- **EXPLORER LE MATÉRIAU**
• A. Relevez tous les noms de lieux ou de régions géographiques mentionnés dans le texte sur le glyphosate.
• B. Poursuivez le texte sur le glyphosate à la suite de sa dernière phrase.

- **DOCUMENT SOURCE**
□ □ □ □ □
À l’occasion de la visite du président de la Société française de biologie à la station biologique de Roscoff, le professeur Robert Bellé a livré les résultats de plusieurs années de recherches. Ses travaux sur les cellules des oursins démontrent que l’herbicide le plus répandu en Occident est hautement cancérigène.
Les travaux que vous menez depuis des années prouvent que l’herbicide le plus commercialisé en Europe et aux États-Unis peut provoquer le cancer. En quoi ce produit, utilisé par des millions de personnes, est-il cancérigène ?
- En termes scientifiques, nous pouvons aujourd’hui affirmer que ce produit est cancérigène parce qu’il engendre un dysfonctionnement du point de surveillance de l’ADN. Le composant actif qu’il contient, dénommé glyphosate, n’est pas le seul élément toxique de cet herbicide. Ce sont les produits de formulation l’accompagnant qui rendent l’ensemble particulièrement dangereux pour la santé. Pour être efficace, le glyphosate doit pénétrer dans les cellules des plantes. L’herbicide, dont nous parlons, est composé d’une formule qui le permet, affectant l’ADN par la même occasion.
□ □ □ □ □
(Données enregistrées)
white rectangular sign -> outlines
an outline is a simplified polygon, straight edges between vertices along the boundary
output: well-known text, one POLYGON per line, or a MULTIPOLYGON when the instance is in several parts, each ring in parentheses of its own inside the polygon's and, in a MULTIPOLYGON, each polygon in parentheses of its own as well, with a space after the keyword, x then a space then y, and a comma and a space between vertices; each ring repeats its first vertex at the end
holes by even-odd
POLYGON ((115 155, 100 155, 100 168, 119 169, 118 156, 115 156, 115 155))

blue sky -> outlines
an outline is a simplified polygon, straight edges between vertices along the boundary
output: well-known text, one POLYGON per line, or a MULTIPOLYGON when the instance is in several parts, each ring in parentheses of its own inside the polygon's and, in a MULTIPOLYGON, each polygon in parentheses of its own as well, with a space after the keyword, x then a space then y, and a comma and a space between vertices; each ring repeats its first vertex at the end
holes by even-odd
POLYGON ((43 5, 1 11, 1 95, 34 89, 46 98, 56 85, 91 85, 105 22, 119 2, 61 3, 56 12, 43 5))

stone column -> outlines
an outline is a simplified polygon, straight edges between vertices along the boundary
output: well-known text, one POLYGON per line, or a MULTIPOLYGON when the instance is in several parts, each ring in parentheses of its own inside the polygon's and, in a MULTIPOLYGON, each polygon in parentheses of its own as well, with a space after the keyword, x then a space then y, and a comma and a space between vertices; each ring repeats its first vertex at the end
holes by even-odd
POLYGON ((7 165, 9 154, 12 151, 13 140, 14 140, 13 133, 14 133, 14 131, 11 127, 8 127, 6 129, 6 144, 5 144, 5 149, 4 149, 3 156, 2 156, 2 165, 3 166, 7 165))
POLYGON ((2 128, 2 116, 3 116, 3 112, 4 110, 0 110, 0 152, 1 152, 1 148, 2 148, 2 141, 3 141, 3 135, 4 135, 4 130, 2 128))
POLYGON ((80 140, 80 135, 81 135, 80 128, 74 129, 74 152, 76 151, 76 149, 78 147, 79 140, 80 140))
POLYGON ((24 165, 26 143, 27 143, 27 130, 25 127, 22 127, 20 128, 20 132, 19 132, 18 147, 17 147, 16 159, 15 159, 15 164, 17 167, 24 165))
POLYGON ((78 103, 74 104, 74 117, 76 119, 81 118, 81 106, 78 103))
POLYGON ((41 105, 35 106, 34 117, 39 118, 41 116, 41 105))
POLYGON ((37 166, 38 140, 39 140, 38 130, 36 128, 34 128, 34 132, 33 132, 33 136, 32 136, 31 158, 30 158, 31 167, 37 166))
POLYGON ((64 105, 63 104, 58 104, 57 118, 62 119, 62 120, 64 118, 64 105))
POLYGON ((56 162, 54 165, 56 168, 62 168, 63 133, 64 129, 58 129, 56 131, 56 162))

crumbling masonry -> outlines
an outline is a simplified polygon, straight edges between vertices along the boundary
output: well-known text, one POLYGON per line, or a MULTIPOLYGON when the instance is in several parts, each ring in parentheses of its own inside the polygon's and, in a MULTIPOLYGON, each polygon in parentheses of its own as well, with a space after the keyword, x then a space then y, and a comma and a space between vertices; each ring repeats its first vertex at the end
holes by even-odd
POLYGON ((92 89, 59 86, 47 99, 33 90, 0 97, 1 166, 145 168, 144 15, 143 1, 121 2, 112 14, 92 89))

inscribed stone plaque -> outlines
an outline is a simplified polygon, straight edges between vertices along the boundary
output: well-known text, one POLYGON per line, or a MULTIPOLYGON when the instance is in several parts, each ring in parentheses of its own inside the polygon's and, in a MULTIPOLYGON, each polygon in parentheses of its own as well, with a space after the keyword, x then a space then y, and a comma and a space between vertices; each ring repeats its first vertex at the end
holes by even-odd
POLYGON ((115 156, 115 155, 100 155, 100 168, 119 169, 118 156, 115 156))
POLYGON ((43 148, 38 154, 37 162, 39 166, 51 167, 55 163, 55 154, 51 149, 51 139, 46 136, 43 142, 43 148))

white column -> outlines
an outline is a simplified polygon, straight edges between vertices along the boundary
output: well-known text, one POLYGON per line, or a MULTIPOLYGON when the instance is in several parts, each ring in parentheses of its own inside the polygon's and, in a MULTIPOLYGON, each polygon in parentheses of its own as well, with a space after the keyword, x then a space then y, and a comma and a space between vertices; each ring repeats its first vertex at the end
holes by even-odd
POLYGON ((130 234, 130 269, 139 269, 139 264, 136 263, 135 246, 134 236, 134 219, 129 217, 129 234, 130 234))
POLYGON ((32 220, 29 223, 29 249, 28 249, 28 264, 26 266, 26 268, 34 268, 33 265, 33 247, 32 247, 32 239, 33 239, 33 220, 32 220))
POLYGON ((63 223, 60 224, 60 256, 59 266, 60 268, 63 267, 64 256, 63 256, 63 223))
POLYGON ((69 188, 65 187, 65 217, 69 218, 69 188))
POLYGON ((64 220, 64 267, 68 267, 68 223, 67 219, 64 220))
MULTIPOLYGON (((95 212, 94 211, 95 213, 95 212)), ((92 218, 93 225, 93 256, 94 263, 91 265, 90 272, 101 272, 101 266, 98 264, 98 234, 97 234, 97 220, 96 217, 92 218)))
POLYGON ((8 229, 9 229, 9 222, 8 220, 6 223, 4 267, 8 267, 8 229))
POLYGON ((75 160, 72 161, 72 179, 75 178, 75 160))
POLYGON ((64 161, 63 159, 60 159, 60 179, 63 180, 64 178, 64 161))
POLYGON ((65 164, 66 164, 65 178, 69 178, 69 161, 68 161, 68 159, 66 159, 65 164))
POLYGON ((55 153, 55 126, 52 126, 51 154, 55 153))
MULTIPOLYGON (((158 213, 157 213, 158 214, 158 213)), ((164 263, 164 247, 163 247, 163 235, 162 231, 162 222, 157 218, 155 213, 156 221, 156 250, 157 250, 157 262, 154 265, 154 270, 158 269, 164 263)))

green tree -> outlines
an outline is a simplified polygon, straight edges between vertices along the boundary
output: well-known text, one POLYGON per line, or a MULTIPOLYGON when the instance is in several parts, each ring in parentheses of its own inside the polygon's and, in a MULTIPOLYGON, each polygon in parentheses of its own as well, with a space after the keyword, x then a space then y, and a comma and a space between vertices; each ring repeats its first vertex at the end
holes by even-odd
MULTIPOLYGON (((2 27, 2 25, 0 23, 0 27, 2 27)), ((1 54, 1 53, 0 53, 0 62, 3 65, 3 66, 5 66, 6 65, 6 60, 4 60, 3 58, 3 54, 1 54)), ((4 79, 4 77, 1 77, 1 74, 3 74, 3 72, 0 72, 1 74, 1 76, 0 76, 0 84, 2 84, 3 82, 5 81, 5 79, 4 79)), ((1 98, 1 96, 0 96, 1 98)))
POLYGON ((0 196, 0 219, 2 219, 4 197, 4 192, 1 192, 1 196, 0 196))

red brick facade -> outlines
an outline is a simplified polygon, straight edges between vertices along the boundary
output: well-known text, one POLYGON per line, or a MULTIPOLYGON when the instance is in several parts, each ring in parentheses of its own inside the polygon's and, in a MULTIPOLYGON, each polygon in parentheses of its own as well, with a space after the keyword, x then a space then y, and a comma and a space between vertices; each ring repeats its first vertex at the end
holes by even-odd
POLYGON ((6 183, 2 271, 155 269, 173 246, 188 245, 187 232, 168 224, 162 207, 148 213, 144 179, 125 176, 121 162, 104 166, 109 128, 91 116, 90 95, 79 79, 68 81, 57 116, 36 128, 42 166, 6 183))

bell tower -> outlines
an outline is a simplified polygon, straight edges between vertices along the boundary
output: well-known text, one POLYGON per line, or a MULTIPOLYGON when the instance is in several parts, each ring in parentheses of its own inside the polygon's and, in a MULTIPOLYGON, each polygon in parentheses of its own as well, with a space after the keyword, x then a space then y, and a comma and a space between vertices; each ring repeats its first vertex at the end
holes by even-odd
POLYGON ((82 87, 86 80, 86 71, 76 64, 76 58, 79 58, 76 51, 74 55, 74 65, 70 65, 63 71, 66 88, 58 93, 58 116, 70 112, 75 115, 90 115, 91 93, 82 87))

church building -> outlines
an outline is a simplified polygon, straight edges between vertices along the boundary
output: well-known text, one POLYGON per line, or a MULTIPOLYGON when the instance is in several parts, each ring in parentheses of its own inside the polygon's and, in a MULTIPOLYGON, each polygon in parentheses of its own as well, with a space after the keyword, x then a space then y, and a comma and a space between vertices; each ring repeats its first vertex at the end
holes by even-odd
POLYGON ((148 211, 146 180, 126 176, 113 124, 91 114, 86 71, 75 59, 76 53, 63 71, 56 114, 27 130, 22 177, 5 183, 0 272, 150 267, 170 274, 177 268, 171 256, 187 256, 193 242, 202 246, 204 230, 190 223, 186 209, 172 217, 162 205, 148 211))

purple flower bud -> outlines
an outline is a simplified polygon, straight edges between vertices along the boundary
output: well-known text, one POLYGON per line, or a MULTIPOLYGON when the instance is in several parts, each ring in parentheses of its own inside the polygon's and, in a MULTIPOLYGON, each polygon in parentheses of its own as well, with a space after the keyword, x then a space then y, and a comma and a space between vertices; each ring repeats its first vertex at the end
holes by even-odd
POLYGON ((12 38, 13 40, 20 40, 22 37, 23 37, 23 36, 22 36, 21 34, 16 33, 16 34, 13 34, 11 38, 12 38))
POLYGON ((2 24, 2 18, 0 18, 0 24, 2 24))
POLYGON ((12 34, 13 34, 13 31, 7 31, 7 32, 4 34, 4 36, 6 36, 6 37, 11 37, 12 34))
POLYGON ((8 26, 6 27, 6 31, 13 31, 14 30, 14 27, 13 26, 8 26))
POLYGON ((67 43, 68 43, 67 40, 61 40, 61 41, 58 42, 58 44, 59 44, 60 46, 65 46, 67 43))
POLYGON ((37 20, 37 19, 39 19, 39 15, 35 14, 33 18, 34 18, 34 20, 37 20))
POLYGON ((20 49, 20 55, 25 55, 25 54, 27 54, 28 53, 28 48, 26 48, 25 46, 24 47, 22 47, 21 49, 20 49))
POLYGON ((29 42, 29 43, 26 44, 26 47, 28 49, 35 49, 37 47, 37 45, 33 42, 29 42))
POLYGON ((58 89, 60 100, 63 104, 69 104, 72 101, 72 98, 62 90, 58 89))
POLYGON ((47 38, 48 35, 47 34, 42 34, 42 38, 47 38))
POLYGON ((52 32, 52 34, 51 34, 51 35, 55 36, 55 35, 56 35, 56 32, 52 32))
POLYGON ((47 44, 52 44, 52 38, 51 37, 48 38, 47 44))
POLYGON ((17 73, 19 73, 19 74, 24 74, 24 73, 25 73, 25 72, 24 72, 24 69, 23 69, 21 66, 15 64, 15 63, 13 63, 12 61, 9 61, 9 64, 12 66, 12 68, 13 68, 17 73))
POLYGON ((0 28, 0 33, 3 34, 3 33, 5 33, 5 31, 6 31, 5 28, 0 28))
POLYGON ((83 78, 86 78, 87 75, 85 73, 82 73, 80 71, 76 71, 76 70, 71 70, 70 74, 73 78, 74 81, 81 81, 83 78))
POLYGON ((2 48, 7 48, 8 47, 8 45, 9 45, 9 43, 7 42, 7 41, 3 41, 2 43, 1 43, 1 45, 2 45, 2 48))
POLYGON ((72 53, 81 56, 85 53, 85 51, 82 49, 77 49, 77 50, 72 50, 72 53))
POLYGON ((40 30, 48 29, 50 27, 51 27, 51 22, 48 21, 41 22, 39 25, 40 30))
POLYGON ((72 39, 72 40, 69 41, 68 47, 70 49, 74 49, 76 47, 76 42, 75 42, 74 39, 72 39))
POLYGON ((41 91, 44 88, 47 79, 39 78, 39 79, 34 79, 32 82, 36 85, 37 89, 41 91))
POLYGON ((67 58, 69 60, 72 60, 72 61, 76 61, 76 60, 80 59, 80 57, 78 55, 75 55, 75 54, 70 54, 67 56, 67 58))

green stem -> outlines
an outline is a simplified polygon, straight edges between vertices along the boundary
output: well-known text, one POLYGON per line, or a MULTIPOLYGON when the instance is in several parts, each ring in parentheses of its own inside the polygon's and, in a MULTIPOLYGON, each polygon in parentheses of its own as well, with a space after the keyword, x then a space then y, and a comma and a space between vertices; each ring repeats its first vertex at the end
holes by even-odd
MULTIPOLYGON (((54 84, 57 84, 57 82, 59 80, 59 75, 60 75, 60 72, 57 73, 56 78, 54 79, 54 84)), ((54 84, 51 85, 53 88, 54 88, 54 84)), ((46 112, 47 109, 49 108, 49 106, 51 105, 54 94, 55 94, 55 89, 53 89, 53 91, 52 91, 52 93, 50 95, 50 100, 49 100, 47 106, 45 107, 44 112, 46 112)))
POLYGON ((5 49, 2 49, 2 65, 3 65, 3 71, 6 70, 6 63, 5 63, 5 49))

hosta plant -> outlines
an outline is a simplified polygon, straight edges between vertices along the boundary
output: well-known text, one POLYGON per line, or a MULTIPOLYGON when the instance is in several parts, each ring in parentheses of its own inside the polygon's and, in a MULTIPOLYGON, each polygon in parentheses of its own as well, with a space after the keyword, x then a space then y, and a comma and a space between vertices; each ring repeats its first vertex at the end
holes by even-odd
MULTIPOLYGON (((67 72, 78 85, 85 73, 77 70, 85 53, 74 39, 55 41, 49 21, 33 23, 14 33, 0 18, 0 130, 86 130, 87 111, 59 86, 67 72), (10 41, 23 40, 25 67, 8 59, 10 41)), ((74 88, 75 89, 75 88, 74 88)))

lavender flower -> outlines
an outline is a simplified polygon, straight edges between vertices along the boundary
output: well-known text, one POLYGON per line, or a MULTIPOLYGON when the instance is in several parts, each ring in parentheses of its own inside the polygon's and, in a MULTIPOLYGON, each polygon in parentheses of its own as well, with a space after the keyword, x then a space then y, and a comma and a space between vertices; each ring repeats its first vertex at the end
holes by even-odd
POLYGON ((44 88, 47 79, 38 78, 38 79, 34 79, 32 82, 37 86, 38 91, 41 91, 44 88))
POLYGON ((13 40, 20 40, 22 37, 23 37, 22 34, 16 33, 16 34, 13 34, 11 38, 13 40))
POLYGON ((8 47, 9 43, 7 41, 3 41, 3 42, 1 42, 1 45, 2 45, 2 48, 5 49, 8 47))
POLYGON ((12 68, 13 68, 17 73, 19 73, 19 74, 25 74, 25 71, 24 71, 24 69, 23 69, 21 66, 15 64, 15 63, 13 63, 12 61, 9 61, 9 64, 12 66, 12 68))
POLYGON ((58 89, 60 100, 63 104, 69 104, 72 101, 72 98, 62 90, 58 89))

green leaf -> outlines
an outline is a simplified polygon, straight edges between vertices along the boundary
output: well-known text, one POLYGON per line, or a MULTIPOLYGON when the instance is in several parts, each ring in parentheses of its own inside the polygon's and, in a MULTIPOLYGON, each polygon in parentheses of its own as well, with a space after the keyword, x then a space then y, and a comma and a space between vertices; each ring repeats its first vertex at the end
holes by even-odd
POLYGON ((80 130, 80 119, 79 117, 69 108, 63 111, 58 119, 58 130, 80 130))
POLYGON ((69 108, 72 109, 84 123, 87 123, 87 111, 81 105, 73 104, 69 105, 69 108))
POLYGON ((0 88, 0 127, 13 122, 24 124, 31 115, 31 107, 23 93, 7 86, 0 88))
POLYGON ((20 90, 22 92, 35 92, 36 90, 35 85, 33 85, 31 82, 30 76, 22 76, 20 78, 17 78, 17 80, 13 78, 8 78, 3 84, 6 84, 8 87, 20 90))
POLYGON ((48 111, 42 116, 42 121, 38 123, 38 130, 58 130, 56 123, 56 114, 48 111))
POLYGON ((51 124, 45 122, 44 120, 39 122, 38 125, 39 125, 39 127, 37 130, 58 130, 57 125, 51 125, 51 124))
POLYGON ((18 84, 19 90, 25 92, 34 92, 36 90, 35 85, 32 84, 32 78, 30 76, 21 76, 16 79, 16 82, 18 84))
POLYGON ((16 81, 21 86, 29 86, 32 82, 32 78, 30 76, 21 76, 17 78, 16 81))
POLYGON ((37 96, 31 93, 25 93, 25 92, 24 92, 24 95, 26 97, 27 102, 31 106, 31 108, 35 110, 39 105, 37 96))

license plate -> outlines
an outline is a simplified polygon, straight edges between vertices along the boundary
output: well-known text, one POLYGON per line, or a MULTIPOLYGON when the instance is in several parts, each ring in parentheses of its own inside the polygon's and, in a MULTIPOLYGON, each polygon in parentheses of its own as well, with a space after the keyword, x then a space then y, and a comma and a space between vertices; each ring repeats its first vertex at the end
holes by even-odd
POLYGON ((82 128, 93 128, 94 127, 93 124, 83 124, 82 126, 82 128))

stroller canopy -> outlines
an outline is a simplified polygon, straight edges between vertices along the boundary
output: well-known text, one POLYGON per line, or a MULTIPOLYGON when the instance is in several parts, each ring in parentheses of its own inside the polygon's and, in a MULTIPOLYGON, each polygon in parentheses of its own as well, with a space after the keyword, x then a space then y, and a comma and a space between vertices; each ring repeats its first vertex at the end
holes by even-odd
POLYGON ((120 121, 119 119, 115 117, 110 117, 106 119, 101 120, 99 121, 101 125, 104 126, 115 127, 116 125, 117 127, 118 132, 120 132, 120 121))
□ □ □ □ □
- **RÉSULTATS PAR TÂCHE**
• A. Roscoff, Occident, Europe, États-Unis

• B.
Quel est le rapport avec les risques de cancer chez l’homme ?
- Ce rapport n’est autre que l’oursin. Les travaux que nous menons, mon équipe et moi-même, ont démontré que le gène de l’oursin est le plus proche de celui de l’homme. Sur un embryon d’oursin, l’herbicide en question est, tout simplement, dévastateur. Ses composants, le glyphosate et les produits de formulation, affectent alors l’ADN de l’oursin, jusqu’à inhiber le point de surveillance.
Du coup, certaines cellules échappent à la surveillance de l’ADN, conduisant ainsi aux tumeurs et aux cancers (parfois trois à quatre décennies, après le stress initial). Chez l’homme, le processus et les conséquences sont identiques.
Il suffirait donc d’être en contact avec une goutte de cet herbicide pour être atteint par le cancer ?
- Dès qu’elles seront possibles, les études épidémiologiques permettront de démontrer l’incidence de ce produit sur les différents types de cancer. En particulier sur les cancers des voies respiratoires puisque le produit pulvérisé contient la formulation à des concentrations très supérieures (500 à 2.500 fois plus) à celles qui engendrent le dysfonctionnement du point de surveillance de l’ADN. Des études anglaises tendent ainsi à prouver que cet herbicide présente un danger pour la santé par voie d’inhalation. Le mieux est encore d’éviter de pulvériser ce produit ou tout autre pesticide. Au pire, il est vivement recommandé de se couvrir entièrement en utilisant cet herbicide, que l’on trouve un peu partout.
Propos recueillis par Boris Ivanoff pour le Télégramme de Brest.